§ **SET EXERCISE**:
Pick out and copy every row below that contains the word "parked". Case counts.

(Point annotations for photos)
####################

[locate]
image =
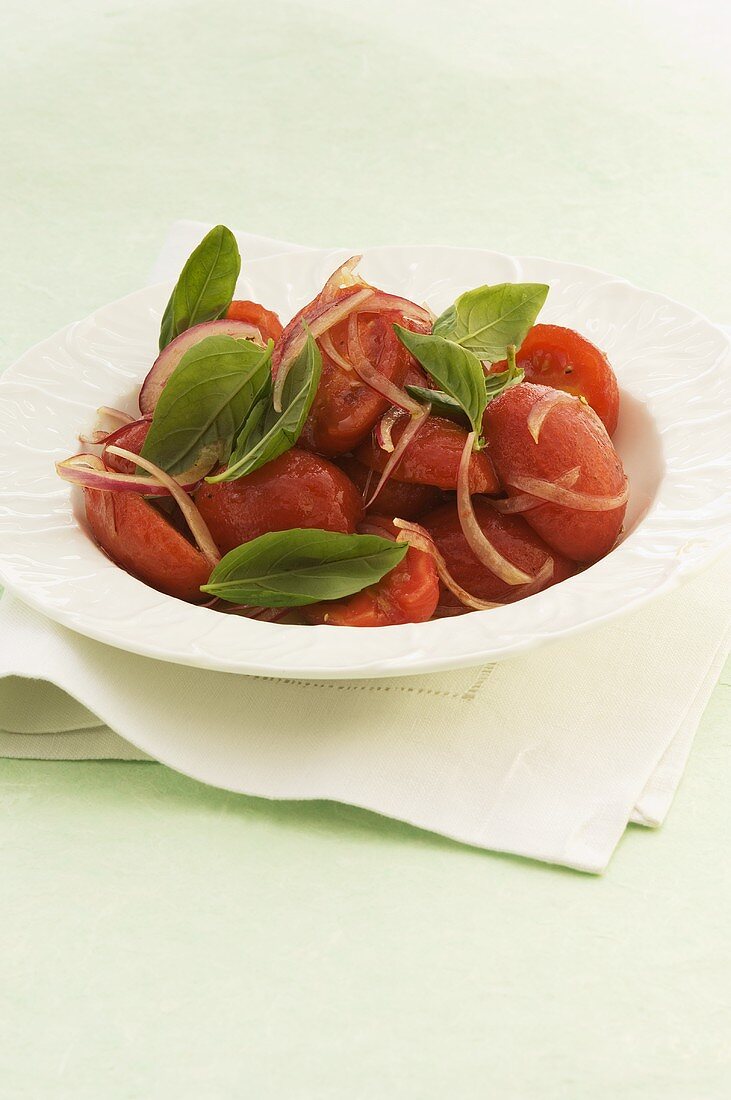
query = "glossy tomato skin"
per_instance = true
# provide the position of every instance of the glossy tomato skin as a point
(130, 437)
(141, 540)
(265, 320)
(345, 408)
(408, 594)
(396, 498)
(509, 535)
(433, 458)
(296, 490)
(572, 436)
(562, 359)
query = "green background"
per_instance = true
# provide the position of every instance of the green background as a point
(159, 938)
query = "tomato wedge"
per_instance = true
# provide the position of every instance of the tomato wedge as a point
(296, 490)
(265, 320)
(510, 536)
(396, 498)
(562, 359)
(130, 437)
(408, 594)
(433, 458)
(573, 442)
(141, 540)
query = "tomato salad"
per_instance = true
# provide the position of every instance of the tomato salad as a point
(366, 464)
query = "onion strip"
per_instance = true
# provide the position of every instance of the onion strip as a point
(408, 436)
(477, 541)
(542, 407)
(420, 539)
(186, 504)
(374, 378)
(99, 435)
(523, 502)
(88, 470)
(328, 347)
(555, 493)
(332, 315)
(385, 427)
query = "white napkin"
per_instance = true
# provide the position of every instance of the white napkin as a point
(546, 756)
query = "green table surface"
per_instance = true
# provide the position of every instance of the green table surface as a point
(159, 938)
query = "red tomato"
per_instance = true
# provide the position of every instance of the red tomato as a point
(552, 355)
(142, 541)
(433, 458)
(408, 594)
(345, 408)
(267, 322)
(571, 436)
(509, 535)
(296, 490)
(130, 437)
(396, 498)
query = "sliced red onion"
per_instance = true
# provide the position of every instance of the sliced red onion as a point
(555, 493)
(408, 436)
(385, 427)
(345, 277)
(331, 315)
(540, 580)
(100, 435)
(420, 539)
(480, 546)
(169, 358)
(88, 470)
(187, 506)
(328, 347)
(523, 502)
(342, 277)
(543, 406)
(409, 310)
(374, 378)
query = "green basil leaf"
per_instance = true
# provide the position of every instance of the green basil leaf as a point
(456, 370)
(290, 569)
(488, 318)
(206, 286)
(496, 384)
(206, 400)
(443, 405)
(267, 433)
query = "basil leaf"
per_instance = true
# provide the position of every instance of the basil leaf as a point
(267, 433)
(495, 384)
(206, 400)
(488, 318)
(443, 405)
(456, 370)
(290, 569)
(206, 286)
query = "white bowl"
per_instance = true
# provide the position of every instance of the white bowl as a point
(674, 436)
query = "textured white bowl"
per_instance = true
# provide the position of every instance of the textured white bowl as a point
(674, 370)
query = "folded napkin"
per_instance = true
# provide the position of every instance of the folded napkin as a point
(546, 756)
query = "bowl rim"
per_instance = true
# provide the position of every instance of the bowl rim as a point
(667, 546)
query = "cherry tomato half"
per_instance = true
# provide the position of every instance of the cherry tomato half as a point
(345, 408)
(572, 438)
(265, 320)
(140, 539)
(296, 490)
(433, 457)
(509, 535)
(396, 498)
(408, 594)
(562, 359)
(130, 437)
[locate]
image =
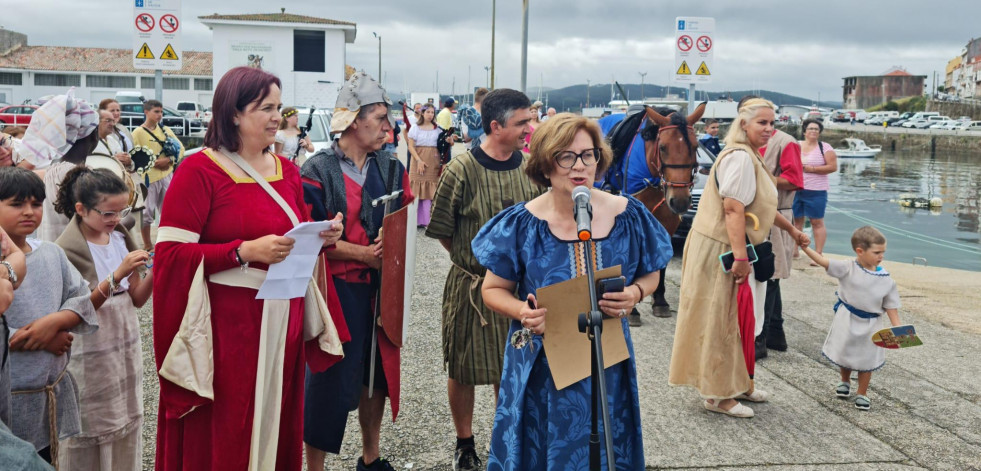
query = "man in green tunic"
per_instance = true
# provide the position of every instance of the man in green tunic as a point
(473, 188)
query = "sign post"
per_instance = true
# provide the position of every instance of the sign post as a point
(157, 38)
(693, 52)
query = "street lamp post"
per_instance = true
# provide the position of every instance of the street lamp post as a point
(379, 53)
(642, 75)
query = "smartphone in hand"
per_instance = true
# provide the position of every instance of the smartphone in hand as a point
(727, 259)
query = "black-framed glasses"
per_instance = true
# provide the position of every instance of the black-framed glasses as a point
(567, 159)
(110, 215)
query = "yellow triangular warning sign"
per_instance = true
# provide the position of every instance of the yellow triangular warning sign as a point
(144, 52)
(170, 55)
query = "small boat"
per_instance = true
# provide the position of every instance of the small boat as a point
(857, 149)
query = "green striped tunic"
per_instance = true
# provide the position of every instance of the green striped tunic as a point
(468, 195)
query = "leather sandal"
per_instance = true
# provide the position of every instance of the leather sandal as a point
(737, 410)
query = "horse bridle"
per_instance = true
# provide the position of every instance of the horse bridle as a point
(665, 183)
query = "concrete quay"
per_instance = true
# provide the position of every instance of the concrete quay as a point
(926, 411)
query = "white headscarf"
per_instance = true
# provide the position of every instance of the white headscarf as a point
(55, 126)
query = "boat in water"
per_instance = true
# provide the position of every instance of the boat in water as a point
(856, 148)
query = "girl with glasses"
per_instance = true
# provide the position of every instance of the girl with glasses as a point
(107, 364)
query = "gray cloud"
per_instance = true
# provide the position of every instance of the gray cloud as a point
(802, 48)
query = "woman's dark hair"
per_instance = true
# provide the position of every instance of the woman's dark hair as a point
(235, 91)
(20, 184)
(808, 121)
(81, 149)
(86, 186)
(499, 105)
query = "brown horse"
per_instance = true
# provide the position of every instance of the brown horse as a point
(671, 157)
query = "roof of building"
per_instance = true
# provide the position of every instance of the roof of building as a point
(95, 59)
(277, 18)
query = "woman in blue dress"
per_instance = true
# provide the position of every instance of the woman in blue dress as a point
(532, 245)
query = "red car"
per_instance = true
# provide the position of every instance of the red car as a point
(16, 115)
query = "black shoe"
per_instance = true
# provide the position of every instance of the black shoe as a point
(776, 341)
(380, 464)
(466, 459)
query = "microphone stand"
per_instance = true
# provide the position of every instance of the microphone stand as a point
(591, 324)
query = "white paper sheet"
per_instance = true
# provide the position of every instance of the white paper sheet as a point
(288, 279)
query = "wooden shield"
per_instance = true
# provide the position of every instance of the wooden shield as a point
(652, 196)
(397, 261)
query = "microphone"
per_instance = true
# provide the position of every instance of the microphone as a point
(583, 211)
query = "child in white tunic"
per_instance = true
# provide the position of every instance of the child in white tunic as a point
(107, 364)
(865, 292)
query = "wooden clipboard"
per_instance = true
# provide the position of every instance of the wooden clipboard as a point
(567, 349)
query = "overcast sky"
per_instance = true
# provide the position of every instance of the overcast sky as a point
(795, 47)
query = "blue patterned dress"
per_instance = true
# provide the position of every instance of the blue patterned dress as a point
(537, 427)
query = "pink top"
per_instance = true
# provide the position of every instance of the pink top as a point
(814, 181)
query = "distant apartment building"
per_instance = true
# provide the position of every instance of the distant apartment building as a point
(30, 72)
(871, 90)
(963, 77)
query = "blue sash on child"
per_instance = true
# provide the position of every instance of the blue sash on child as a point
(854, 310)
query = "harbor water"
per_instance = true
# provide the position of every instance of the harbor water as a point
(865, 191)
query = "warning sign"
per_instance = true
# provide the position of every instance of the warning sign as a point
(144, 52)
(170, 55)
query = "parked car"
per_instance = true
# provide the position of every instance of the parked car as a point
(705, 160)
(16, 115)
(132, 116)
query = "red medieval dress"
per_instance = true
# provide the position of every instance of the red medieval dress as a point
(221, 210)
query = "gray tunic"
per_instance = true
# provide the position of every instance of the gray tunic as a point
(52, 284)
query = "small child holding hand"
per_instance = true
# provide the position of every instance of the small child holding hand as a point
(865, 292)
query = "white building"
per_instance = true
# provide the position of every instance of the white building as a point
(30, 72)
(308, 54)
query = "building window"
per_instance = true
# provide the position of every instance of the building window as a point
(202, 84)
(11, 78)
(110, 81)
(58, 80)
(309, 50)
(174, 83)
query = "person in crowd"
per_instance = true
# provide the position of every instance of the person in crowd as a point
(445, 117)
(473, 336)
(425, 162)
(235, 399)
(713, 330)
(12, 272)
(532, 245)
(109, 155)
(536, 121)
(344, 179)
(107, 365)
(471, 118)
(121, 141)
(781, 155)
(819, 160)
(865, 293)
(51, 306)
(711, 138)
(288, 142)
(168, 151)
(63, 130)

####################

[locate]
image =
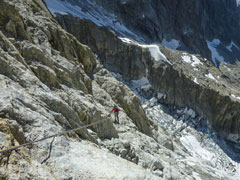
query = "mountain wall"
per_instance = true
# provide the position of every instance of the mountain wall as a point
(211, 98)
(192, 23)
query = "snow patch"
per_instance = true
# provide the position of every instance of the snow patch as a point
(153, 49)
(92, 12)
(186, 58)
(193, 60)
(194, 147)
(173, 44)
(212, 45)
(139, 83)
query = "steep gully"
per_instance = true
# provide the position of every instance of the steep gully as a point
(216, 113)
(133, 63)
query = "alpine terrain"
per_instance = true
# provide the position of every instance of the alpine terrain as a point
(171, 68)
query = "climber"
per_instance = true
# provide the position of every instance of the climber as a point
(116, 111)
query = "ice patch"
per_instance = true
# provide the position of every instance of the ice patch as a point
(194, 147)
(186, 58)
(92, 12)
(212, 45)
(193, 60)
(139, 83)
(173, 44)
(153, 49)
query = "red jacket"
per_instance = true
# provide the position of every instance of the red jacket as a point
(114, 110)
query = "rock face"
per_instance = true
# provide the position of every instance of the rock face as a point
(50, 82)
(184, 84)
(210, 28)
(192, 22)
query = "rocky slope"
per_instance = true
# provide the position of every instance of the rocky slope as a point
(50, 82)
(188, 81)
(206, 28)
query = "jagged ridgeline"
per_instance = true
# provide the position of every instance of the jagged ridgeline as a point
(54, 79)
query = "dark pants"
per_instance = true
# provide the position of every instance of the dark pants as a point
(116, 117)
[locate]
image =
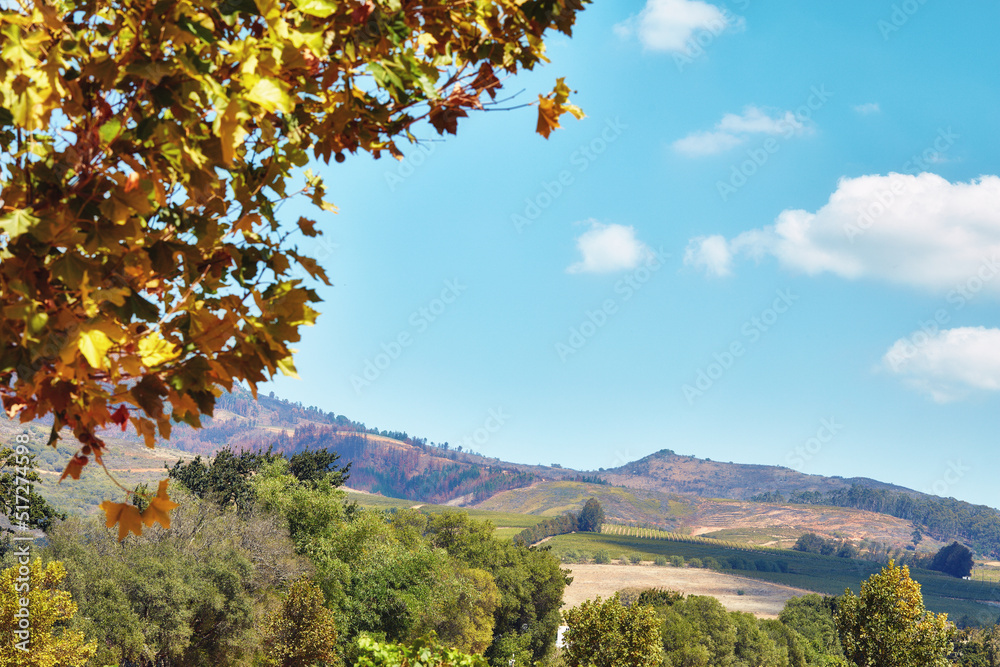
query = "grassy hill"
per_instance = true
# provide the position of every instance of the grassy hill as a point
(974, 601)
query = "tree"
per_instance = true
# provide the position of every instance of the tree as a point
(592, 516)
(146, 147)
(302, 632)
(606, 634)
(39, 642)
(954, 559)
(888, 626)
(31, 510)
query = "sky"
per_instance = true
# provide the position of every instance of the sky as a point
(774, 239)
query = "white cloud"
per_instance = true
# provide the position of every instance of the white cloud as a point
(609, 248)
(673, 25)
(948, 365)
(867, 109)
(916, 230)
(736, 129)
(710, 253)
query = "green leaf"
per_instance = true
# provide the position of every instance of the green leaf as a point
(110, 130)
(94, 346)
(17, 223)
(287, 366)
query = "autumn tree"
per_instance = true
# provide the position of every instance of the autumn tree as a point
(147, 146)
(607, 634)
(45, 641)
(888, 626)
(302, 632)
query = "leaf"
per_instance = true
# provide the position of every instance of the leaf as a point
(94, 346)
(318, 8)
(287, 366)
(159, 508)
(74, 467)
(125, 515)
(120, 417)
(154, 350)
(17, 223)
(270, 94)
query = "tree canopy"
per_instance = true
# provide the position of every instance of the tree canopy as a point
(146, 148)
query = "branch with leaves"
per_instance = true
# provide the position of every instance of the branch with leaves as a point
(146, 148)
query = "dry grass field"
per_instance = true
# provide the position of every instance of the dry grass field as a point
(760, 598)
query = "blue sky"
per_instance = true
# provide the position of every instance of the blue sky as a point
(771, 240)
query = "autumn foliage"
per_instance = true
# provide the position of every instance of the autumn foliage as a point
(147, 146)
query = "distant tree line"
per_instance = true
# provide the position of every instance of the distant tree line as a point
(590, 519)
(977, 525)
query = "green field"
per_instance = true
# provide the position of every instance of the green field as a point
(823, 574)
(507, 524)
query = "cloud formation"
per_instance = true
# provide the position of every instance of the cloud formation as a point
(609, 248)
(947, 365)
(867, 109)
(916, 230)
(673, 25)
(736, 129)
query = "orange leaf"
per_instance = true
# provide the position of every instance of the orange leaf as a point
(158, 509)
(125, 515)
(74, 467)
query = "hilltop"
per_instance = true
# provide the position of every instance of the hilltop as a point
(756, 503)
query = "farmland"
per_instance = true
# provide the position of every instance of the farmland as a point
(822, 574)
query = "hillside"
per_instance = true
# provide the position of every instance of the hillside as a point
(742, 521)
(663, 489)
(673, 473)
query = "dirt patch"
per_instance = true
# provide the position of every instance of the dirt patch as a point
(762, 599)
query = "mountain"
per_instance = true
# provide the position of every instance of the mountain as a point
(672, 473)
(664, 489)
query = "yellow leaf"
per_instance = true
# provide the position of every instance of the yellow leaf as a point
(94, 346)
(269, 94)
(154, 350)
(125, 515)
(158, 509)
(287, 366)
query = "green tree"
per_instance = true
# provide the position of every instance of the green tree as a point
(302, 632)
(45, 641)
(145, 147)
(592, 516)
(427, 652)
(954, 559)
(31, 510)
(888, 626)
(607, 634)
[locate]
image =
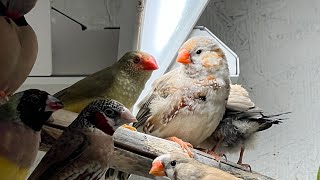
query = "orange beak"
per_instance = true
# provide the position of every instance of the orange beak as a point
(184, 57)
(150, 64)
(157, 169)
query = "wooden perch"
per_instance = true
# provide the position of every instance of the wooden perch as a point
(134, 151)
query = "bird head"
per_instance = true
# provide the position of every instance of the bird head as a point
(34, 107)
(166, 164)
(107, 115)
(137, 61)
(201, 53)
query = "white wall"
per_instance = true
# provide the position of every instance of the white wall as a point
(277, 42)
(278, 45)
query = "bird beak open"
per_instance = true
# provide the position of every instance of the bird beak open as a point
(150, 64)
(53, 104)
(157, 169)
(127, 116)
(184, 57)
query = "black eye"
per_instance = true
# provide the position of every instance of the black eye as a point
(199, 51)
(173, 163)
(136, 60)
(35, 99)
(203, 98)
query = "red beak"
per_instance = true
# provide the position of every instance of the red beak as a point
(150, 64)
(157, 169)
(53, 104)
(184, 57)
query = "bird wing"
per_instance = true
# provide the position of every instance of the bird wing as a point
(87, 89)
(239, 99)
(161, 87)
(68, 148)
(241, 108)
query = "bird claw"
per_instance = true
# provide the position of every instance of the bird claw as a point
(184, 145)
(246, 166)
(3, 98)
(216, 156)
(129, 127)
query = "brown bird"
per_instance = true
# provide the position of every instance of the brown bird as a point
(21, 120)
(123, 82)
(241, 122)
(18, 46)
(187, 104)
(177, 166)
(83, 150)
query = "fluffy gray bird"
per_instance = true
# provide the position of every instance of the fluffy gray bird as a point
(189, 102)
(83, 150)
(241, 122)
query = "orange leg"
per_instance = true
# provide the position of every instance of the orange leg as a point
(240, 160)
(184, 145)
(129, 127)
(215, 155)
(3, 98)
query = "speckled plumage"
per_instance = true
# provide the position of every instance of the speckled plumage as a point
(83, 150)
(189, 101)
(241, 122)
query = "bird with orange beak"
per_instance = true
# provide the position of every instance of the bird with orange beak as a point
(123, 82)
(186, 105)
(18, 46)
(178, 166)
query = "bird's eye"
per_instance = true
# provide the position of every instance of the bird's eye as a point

####################

§ **FULL SOLUTION**:
query = "parked car"
# provide the position of every instance of the parked car as a point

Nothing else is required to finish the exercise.